┌─ DATA RECORDS

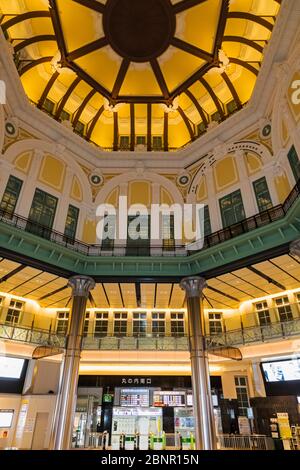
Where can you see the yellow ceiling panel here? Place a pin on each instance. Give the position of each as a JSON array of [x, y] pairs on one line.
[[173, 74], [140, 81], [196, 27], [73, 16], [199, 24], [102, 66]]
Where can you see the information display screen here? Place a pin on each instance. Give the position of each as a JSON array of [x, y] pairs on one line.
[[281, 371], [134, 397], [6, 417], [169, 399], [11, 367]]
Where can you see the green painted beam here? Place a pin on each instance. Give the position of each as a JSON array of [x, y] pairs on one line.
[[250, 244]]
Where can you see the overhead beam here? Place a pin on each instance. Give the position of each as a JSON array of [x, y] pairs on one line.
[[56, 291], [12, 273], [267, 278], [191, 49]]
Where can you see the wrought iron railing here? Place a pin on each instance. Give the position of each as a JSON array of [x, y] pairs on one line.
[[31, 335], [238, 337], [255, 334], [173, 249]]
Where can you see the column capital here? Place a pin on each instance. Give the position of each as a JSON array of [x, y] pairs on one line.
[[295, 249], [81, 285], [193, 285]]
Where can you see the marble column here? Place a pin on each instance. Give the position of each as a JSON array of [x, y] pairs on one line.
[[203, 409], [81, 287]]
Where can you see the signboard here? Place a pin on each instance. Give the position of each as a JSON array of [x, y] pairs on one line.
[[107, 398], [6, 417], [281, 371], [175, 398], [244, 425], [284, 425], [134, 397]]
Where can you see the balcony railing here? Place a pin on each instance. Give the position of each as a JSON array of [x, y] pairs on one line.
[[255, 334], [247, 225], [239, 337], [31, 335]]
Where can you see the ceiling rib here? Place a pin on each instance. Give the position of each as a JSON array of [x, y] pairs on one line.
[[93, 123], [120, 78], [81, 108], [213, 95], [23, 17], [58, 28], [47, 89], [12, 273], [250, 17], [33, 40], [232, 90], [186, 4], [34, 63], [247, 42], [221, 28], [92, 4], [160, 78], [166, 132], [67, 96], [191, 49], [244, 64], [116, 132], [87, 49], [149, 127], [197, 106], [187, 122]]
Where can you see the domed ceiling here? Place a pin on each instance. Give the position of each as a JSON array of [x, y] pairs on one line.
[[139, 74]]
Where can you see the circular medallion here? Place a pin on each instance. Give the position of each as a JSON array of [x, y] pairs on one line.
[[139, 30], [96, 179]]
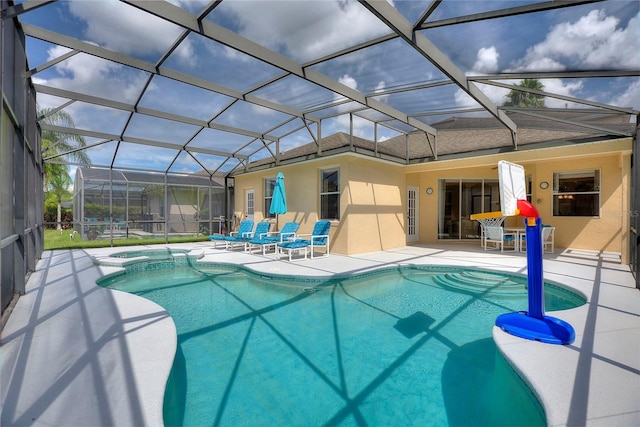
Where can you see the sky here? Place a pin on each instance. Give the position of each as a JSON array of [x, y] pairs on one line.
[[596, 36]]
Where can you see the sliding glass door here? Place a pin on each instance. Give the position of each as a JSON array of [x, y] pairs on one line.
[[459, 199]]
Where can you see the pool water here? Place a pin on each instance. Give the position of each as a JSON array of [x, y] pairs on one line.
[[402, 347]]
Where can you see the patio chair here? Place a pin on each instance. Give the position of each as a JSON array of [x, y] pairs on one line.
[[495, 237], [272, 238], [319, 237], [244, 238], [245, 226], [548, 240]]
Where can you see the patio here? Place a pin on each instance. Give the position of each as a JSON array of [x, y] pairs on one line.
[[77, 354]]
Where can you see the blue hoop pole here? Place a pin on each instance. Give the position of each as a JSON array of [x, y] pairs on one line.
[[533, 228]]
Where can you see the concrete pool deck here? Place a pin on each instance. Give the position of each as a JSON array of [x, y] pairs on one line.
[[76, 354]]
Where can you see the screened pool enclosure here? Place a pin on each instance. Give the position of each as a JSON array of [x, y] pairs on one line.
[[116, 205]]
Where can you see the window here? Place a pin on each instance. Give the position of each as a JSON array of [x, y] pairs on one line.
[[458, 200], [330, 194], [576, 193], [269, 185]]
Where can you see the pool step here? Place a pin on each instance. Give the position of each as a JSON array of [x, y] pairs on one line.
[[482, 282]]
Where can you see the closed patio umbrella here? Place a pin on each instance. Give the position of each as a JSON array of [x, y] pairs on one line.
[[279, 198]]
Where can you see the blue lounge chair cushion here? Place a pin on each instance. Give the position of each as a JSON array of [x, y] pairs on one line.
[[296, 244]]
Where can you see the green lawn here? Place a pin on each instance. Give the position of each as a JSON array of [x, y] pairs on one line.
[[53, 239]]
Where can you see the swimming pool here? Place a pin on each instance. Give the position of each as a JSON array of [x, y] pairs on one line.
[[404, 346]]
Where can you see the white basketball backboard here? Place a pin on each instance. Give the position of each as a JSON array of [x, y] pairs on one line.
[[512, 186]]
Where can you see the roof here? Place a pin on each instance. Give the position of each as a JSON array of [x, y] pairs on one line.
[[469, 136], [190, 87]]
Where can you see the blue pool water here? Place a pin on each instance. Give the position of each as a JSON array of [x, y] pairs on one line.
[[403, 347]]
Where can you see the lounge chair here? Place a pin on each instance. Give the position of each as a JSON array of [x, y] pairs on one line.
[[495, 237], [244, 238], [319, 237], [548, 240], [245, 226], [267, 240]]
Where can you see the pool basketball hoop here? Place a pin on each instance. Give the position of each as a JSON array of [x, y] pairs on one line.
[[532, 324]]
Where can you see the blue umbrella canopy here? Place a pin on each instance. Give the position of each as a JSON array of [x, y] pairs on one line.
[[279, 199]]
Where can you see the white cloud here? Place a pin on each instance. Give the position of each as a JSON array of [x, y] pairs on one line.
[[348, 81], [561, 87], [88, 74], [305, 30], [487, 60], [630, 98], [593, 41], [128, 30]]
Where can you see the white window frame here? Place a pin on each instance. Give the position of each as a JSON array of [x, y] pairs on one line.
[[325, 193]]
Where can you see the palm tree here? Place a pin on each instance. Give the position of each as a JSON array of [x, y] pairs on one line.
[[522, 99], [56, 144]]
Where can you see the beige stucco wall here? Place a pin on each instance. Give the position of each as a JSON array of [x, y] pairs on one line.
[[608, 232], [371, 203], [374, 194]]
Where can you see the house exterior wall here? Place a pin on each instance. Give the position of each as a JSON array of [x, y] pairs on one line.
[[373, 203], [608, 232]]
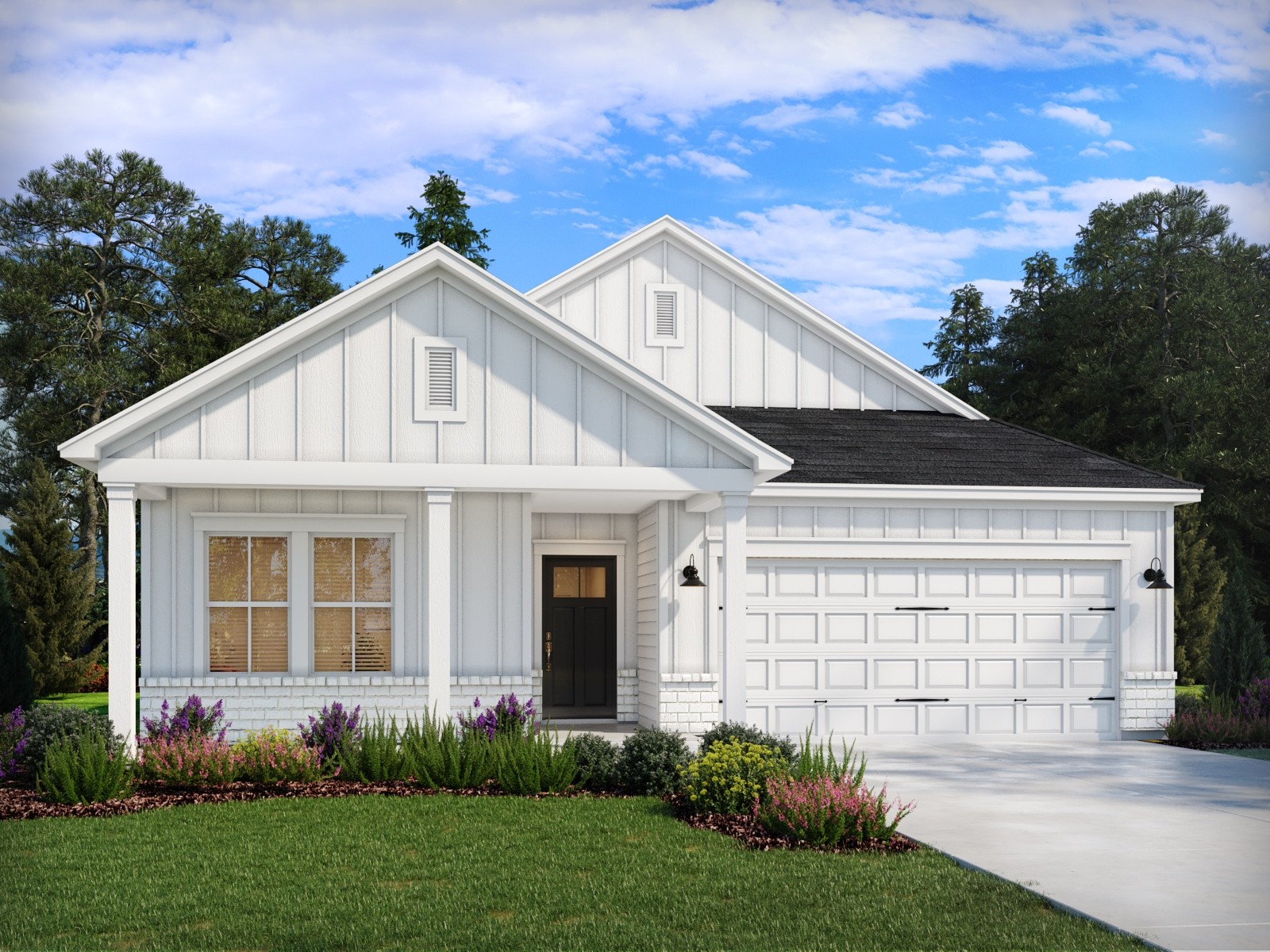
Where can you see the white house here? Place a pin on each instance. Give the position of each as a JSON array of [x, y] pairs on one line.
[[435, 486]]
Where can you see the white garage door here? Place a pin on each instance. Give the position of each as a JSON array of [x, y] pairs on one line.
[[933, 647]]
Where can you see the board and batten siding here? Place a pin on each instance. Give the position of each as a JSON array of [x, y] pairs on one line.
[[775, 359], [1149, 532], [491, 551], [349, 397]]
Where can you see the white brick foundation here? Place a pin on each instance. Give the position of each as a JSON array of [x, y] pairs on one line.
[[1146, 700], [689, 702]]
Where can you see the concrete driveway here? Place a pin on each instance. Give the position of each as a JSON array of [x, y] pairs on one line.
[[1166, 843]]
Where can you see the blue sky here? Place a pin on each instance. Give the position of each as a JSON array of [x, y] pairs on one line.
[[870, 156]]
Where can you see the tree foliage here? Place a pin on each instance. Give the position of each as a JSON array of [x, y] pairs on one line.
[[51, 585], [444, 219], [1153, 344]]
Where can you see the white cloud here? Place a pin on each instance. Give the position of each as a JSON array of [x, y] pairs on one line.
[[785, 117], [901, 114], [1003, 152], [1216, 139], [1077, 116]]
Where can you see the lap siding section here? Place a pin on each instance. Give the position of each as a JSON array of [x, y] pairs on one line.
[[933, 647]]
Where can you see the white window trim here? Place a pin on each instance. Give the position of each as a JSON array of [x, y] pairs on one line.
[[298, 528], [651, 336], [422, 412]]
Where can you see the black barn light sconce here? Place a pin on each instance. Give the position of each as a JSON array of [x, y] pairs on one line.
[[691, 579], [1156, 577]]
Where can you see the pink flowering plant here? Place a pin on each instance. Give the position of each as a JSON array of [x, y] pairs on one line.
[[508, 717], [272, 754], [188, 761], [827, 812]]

└─
┌─ DATA RECORDS

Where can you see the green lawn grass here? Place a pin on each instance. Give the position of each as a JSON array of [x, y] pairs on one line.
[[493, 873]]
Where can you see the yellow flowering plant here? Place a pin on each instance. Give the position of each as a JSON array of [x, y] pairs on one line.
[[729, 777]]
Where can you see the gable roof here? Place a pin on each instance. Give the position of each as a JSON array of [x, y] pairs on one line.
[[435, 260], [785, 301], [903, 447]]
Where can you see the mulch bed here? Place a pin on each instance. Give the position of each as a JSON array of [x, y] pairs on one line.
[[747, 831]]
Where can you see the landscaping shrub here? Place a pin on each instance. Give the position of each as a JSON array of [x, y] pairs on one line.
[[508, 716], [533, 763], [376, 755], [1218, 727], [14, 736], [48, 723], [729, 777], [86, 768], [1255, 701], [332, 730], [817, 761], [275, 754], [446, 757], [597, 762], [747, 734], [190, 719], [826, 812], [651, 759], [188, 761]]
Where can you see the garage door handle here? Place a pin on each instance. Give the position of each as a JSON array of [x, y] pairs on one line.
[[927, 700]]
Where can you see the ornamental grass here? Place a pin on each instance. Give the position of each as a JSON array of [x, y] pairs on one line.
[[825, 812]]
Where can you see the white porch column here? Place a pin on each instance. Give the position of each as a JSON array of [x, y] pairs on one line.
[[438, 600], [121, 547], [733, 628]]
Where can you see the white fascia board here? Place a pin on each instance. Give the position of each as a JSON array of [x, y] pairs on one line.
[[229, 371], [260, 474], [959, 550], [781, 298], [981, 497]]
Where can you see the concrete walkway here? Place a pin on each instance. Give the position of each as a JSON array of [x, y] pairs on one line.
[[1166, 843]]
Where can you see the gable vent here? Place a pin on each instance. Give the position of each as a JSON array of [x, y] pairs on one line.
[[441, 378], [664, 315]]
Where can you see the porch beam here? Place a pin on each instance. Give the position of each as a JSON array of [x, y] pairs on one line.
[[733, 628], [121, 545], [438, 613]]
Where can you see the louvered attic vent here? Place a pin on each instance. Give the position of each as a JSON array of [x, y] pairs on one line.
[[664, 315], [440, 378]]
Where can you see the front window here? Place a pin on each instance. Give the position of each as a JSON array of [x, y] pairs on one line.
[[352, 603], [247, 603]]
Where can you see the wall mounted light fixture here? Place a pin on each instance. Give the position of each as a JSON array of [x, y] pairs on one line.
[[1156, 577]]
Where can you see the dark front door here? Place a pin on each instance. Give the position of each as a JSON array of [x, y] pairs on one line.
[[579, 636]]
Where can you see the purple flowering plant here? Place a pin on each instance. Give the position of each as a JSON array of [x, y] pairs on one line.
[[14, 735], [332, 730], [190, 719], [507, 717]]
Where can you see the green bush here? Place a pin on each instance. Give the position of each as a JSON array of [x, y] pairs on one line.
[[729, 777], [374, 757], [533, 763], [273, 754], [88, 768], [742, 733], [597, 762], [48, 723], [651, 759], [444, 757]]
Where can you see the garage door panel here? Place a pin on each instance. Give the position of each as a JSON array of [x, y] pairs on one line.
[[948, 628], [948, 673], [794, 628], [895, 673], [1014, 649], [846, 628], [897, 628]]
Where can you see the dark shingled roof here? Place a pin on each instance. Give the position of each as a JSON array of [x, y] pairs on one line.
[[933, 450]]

└─

#### [EXERCISE DETAILS]
From the line with "Where can you see the yellow ceiling" up to and including the line with "[[295, 249], [81, 285], [193, 285]]", swap "pin" for "marker" and leave everything else unchanged. Reproduce only those lines.

#### [FULL OUTPUT]
Where can you see the yellow ceiling panel here? Place a marker on each instance. Give the position of each as a JSON array of [x, y] pairs on one line.
[[173, 74], [140, 81], [196, 27], [73, 16], [199, 24], [102, 66]]
Where can you see the information display screen here? Place a marker on each instance. Give the position of each as a JSON array of [x, y] pairs on one line.
[[281, 371], [134, 397], [6, 417], [169, 399], [11, 367]]
Where can you see the green painted beam here? Place a marker on each instance. Give the position of each as a JSON array of [x, y] pairs on one line.
[[250, 244]]
Where can you see the overhead beam here? Place a marker on each instance. Give the position of each as a JSON array of [x, y] pairs on one line.
[[56, 291], [12, 273], [267, 278], [191, 49]]
Where can you see the wrought iron railing here? Place a marker on each instance. Give the position of each as a JSON array of [x, y] pairs on one line.
[[31, 335], [238, 337], [255, 334], [173, 249]]
Where can you see the column capital here? Place a marker on each instance. Give the position of each as a JSON array of [x, y] pairs on one line.
[[295, 249], [81, 285], [193, 285]]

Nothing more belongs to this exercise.